How to complete this task - In the transcript on engineering out distracted driving, how often does the speaker say a phone distraction occurs?

Document passage -
BEGIN
How to Engineer Out Distracted Driving

[00:36:30] David Coleman:… Hey, I’m David Coleman. I’m an account executive with TRUCE Software. One of the big challenges we have with phone and mobile technology is legacy thinking that administrative controls are going to solve this problem. From our perspective, after protecting employees for about 10 years now, we’re seeing one phone distraction, generally incoming for every 10 miles of driving. For the average employee, they have to get it right 2,000 times a year. That’s a problem for employers when we know that we have that many transactions created by this technology that employees have to deal with, yet we’re not doing anything to engineer out the problem, right? We can collect the phone records.

[00:37:43] We can collect potentially even the applications that they’re using, but we need to engineer out the problem. To Joe’s point, technology exists – like TRUCE Software – that organizations can leverage to protect employees and start to avoid these nuclear verdicts.

[00:38:12] TRUCE is agnostic. Whether it’s an iOS or Android tablet or phone, TRUCE takes your corporate policy and applies it automatically to a device. In the context of driving, when somebody starts to drive – if they’re not allowed to interact audibly or visually with the device – they won’t be able to. If you allow employees to have access to navigation or other applications (ELD apps for the DOT regulated), we can autorically enforce your policy. 

[00:38:56] This is a relief to an employee who no longer has to manage those 2,000 interactions that are incoming to their device while they’re driving. They just simply drive; the device is protected. They’re protected against that potential disruption. 

How and Where TRUCE Works

[00:39:15] From a platform standpoint, it’s software…with the ability to determine context. For us in the webinar, context is talking about moving vehicles, but context could mean vibrating equipment or proximate location around a big piece of equipment. It could actually be a location – a construction site. We’re agnostic to where the platform is applied. But since we’re talking about distracted driving, software can go on a device that you want policy enforced on automatically, and in the context of driving/moving vehicles, the policy gets enforced.
END
Recorded data -
BEGIN
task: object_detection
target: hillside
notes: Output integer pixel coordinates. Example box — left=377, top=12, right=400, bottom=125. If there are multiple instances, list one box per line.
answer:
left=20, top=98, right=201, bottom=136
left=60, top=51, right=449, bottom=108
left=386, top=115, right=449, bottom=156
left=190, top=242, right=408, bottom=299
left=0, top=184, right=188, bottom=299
END
Solution to the exercise - About one phone distraction, generally incoming, for every 10 miles of driving.